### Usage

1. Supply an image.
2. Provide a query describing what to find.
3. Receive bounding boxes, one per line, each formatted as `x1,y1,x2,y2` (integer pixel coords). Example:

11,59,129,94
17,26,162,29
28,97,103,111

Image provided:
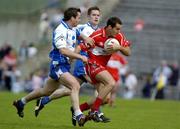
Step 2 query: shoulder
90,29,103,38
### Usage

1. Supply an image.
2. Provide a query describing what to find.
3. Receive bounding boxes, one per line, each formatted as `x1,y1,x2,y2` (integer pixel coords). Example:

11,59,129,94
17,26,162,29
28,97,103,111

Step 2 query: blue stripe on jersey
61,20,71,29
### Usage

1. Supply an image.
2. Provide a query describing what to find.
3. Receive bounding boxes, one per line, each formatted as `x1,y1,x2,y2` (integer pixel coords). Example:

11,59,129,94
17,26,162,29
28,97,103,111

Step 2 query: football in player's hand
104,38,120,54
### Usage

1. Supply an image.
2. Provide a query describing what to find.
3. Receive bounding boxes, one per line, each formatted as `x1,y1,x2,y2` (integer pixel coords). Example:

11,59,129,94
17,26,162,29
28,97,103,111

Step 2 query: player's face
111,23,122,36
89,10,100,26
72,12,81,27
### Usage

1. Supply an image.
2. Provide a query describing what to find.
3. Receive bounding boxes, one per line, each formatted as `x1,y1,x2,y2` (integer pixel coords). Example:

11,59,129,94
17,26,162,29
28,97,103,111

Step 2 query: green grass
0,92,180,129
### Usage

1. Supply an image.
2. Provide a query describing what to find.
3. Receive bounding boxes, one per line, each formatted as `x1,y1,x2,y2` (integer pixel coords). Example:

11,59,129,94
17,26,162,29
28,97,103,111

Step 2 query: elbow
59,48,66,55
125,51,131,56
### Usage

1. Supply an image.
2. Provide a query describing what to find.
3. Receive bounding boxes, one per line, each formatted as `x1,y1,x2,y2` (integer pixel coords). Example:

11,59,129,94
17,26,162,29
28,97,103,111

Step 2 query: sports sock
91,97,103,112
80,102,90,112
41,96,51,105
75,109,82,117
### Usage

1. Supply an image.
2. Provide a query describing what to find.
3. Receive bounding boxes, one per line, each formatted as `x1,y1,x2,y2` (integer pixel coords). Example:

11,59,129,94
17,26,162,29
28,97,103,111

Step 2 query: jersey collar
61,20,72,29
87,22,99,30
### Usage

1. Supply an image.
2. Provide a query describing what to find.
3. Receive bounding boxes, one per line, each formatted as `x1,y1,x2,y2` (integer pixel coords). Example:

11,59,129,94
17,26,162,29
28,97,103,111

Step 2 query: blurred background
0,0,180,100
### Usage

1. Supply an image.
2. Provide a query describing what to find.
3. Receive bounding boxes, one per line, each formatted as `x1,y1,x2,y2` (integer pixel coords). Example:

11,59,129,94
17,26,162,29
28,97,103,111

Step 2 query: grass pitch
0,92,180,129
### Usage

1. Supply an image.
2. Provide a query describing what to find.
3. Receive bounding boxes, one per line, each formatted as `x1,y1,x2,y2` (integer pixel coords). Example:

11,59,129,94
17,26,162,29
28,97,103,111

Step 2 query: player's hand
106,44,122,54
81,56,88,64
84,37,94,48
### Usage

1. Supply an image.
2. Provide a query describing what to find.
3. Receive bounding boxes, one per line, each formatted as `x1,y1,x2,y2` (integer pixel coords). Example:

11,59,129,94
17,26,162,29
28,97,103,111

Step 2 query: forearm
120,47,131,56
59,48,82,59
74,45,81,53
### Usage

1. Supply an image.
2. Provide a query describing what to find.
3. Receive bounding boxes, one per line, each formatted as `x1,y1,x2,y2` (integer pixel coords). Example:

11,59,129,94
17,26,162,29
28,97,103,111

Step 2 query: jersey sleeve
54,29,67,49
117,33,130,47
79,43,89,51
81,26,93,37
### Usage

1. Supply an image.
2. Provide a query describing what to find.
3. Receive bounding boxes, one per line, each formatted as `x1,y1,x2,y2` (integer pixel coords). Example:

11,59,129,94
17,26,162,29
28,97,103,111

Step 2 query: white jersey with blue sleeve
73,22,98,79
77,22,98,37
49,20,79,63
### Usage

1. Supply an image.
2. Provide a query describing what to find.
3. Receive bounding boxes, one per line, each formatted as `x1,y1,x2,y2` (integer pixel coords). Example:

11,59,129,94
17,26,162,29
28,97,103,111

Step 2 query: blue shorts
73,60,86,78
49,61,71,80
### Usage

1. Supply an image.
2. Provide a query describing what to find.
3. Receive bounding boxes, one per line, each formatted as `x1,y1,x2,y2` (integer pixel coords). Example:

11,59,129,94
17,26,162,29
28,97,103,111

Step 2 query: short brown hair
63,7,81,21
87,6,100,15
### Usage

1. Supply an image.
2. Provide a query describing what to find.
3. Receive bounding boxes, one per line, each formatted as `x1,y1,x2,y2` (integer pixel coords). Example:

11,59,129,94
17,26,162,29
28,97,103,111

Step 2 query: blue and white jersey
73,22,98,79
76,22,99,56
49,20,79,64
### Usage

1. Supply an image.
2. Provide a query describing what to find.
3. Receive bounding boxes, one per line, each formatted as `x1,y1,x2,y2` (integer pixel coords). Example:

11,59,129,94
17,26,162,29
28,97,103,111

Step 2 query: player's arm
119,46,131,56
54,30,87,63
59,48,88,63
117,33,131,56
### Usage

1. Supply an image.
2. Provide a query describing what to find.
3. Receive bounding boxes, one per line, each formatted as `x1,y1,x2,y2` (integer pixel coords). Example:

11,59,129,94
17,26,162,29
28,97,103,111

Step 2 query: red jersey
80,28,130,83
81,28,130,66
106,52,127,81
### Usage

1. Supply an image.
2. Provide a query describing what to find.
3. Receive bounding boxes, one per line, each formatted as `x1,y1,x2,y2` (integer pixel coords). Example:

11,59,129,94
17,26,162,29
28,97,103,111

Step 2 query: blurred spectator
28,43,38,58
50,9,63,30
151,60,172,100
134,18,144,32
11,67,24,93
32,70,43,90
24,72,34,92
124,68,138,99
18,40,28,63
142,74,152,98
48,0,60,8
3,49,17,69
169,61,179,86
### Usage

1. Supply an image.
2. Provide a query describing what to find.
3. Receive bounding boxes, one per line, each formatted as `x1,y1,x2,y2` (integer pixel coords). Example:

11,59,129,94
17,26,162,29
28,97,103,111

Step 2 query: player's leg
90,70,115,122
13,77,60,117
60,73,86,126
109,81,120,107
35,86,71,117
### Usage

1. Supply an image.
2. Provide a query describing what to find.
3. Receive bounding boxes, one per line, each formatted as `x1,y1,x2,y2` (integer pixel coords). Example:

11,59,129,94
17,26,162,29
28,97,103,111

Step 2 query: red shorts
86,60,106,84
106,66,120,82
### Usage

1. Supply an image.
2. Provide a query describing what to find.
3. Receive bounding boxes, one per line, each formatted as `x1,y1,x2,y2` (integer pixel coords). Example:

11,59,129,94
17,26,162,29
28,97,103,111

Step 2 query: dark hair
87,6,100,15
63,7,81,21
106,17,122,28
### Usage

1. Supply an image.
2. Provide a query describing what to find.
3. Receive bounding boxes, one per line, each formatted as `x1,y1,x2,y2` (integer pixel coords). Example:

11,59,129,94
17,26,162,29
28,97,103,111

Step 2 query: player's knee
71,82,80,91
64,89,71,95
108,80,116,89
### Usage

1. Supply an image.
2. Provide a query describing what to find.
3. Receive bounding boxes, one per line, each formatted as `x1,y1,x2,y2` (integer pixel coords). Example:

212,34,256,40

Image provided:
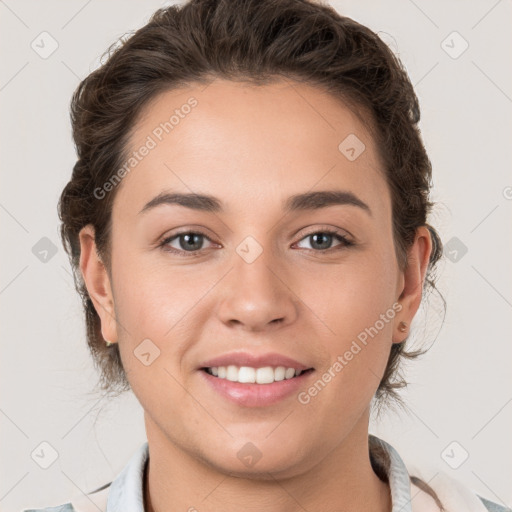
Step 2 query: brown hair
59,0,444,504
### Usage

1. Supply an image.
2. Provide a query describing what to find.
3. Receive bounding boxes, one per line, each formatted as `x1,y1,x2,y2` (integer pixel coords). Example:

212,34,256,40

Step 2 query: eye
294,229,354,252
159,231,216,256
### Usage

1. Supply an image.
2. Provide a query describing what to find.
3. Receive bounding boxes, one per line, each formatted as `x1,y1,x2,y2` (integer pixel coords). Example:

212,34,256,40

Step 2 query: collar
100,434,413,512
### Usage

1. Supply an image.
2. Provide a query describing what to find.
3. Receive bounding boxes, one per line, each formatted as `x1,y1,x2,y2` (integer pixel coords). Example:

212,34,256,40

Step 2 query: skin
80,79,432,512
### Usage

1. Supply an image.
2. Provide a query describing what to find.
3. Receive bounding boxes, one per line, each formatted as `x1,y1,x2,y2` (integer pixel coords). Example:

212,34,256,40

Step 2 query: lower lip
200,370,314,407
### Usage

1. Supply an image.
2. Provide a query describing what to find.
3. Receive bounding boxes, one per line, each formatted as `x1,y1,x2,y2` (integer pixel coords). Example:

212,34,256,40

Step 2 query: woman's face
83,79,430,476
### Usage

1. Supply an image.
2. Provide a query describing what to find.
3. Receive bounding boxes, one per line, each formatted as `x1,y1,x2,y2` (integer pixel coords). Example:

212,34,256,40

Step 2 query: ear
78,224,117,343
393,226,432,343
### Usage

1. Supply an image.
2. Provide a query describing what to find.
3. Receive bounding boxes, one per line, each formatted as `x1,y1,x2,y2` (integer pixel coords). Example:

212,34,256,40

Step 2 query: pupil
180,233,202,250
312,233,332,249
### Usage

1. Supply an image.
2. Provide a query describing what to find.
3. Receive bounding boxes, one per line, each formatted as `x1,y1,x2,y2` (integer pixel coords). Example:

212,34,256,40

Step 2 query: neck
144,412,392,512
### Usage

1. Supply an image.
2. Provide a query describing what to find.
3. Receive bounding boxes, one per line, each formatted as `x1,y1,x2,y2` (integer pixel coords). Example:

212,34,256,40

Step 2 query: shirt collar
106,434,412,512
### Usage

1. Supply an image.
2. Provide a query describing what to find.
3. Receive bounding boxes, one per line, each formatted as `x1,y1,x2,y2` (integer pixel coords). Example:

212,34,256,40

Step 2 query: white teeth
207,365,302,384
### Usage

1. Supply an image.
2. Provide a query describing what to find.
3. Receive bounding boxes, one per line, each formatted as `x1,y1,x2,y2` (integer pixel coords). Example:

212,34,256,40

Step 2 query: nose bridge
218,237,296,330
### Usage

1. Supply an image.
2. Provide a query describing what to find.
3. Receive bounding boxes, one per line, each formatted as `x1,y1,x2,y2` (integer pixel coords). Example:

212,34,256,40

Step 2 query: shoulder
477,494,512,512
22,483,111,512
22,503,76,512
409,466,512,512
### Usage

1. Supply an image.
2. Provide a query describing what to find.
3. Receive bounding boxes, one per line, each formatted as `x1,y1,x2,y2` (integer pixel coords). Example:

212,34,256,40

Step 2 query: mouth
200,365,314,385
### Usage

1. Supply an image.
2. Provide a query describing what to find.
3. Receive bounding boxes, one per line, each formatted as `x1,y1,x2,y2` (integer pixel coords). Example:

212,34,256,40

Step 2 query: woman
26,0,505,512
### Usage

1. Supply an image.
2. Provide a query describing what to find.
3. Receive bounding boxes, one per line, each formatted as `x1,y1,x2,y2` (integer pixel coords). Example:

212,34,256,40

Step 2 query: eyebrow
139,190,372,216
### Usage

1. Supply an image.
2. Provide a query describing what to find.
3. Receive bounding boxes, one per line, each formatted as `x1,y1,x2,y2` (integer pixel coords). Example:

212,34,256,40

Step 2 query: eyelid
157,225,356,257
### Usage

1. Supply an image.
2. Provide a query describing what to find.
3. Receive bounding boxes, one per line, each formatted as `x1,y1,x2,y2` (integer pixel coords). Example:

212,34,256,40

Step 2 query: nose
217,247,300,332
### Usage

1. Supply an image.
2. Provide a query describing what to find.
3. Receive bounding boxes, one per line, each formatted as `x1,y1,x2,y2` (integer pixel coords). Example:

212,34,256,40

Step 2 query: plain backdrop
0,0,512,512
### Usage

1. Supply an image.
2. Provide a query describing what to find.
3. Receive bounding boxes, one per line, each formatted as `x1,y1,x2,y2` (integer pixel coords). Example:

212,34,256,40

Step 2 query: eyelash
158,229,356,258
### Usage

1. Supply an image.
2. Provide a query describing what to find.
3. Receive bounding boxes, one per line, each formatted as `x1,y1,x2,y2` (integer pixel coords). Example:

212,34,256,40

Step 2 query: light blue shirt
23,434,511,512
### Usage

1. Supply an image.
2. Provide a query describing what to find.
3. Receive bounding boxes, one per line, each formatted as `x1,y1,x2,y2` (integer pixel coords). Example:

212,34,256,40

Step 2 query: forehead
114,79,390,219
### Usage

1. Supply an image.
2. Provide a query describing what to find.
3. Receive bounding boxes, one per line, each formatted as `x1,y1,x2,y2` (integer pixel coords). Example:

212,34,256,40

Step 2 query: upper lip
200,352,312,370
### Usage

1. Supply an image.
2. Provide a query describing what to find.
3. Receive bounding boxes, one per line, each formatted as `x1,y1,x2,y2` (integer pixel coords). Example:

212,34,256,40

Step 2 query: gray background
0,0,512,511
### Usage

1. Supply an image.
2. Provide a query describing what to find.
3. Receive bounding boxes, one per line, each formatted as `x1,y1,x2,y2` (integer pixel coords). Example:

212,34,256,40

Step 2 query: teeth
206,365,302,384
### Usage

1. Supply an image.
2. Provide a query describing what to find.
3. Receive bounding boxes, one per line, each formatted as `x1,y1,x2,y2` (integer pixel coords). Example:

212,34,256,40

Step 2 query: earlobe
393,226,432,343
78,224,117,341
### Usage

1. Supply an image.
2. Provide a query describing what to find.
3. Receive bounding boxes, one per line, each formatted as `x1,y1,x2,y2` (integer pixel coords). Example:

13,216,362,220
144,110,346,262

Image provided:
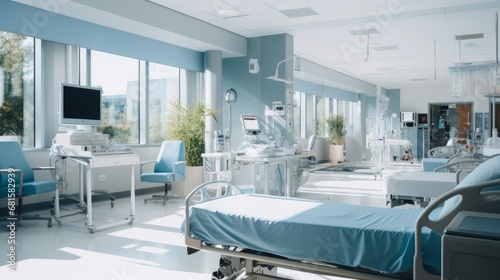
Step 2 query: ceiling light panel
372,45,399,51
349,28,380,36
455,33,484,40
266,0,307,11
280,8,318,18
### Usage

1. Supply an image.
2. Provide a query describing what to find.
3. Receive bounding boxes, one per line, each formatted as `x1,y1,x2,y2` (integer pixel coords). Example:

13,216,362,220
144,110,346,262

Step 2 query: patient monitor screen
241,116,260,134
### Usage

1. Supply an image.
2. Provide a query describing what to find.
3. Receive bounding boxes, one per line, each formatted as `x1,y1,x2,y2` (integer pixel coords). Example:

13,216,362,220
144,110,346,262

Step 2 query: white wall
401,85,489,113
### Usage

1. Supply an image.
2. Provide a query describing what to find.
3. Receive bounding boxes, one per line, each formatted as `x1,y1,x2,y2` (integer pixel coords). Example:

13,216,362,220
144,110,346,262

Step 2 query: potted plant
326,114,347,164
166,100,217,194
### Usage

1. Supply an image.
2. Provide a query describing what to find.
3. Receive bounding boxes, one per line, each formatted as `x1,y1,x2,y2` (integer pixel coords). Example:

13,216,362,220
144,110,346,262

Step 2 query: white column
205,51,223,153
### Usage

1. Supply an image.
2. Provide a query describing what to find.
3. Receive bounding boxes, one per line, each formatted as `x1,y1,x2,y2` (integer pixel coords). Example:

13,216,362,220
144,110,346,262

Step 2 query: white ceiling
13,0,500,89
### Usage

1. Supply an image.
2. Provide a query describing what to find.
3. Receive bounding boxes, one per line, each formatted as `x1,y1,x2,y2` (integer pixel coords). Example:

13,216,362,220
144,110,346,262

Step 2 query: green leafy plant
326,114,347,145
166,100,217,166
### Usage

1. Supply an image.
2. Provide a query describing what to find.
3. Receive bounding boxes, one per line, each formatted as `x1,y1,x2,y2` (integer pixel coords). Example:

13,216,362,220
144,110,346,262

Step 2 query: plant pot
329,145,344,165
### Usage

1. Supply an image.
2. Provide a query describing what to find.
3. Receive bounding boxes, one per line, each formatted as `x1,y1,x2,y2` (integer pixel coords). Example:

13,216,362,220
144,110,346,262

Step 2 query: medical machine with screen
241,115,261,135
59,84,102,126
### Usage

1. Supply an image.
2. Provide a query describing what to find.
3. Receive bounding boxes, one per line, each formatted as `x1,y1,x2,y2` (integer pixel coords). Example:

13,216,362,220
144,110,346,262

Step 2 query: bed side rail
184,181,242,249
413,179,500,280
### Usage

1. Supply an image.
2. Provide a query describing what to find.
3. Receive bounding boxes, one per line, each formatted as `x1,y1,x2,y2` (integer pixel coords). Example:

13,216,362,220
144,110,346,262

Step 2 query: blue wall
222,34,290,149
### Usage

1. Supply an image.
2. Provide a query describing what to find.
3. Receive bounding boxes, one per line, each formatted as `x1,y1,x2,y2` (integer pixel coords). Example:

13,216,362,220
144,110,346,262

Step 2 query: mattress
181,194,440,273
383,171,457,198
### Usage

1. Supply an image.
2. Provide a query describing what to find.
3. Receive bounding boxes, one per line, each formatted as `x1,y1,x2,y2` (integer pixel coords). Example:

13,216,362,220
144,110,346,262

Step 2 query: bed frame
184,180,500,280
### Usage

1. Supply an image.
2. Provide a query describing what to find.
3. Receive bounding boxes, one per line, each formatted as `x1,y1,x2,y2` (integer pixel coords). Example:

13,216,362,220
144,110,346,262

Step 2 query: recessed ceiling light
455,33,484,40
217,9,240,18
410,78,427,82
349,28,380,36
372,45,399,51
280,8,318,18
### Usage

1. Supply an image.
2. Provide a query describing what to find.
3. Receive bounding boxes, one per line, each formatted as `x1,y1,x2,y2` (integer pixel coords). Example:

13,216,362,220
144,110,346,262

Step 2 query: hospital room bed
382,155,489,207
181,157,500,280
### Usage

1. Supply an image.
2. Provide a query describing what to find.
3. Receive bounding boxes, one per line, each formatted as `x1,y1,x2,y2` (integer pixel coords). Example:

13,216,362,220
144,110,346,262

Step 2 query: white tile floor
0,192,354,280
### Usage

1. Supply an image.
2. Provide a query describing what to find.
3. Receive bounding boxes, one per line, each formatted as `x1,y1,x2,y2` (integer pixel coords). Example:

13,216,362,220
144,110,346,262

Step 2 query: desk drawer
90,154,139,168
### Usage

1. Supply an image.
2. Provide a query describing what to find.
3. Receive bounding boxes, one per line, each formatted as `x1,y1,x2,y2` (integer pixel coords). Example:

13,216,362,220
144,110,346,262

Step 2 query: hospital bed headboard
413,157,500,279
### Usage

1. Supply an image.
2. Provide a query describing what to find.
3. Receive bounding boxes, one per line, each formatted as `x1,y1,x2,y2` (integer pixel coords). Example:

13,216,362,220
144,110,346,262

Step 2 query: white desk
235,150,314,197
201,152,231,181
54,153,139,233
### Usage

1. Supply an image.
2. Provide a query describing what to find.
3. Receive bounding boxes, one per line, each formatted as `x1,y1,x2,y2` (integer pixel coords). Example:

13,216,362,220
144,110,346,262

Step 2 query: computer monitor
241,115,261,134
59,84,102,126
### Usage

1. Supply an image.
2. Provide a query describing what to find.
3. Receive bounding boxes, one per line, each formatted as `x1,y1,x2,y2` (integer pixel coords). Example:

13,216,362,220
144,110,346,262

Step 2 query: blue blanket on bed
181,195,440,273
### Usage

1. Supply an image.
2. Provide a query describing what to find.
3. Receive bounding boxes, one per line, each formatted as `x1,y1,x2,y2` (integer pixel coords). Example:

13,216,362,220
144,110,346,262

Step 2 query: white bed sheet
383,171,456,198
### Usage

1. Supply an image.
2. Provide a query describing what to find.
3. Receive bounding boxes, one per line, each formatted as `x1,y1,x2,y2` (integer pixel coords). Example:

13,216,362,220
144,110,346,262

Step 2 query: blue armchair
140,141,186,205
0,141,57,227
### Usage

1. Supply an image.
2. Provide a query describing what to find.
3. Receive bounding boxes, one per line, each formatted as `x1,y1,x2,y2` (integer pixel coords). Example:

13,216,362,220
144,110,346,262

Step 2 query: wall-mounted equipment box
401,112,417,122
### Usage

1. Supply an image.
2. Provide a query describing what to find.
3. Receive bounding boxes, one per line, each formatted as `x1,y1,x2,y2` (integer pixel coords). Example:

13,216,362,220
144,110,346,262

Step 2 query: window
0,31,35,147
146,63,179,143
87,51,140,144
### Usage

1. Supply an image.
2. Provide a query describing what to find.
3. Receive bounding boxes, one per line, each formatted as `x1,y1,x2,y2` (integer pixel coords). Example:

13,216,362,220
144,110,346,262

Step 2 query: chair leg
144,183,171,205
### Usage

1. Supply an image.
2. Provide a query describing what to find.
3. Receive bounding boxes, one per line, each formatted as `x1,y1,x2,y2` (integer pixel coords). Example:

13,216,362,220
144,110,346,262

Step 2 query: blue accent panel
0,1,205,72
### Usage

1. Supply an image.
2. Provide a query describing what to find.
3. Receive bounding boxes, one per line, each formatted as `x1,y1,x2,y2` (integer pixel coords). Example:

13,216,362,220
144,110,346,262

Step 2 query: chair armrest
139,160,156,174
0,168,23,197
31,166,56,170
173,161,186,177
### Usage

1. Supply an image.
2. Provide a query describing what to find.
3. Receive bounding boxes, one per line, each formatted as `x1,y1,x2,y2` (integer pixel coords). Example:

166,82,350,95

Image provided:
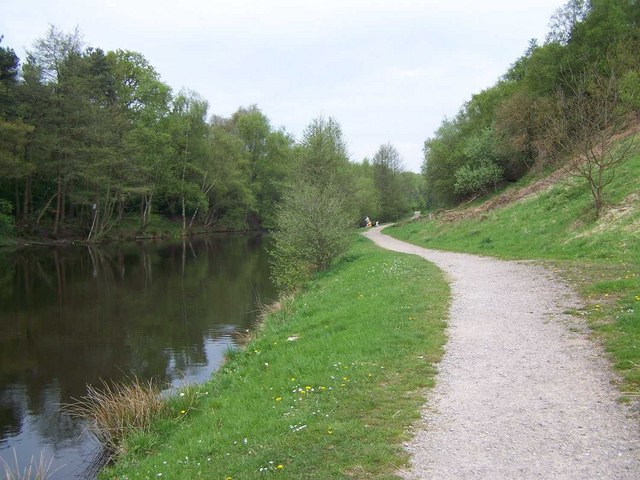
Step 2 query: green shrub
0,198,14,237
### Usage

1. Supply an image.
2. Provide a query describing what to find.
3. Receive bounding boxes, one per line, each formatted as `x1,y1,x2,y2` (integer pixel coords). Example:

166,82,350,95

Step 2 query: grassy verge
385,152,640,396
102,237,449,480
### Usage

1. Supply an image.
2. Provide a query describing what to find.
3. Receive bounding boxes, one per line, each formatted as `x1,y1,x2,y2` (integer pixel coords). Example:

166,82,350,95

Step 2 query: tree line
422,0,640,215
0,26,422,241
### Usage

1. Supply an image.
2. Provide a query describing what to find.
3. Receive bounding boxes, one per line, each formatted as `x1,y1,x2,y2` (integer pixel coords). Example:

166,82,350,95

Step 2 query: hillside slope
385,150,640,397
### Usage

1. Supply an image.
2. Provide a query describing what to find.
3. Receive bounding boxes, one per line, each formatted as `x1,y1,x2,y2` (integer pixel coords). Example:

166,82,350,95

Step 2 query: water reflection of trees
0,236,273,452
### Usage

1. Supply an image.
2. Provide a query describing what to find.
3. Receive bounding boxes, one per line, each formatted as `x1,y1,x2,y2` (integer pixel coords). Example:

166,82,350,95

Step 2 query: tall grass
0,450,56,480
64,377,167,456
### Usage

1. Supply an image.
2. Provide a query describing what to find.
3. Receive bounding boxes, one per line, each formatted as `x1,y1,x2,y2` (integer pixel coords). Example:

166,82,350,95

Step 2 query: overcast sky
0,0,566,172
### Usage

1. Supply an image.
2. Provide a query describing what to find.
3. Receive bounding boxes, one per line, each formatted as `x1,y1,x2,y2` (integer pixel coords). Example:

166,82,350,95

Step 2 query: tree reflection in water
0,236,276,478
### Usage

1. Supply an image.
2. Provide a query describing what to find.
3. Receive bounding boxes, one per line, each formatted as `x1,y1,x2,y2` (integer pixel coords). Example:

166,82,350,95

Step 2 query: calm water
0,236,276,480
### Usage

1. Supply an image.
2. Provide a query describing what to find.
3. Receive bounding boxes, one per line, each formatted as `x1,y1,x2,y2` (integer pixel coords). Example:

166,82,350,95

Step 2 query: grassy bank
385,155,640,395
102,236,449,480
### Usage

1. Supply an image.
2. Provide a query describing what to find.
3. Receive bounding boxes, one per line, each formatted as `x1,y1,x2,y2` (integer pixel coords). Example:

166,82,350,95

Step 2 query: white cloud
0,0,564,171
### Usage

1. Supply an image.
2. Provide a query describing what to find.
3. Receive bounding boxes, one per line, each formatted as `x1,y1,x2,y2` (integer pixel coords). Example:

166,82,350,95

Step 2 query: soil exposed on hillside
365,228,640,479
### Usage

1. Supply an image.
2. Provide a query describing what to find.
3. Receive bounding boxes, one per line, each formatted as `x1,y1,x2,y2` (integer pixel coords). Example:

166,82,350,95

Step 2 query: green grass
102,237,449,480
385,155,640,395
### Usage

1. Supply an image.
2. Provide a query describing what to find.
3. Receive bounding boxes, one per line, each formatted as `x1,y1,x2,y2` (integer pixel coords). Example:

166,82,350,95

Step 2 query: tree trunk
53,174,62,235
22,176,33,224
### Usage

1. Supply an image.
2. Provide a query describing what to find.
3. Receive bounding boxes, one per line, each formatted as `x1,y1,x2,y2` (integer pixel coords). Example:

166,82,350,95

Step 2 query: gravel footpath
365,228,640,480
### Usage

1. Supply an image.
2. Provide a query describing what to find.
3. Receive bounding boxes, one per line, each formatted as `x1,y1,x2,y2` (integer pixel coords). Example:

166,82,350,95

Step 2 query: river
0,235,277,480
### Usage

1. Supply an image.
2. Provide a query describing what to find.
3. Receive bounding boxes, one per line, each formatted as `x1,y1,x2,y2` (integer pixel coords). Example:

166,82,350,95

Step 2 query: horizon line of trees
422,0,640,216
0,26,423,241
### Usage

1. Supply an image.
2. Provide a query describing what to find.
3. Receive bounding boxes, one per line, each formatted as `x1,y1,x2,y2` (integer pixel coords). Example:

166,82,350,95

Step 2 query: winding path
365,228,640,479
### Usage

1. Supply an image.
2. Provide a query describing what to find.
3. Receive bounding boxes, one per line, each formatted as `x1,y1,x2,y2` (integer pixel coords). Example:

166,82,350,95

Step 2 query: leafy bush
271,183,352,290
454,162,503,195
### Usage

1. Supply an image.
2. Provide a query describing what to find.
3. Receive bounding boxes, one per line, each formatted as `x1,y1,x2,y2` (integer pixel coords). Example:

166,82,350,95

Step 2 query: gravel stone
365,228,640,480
-------
Requirement: Copy the entries verbatim, starting at the first line and ending at the line containing "90,29,103,38", with both ends included. Leave out the picture.

Task solution:
### Usage

1. Supply an image.
2. Provide a query describing what to find.
3. Receive bounding boxes, one per line, each formatted as `x1,y1,x2,y2` (integer pixel coords). Example:

11,59,129,94
17,26,162,29
28,97,103,111

Image provided:
Step 2 query: shoulder
90,29,103,38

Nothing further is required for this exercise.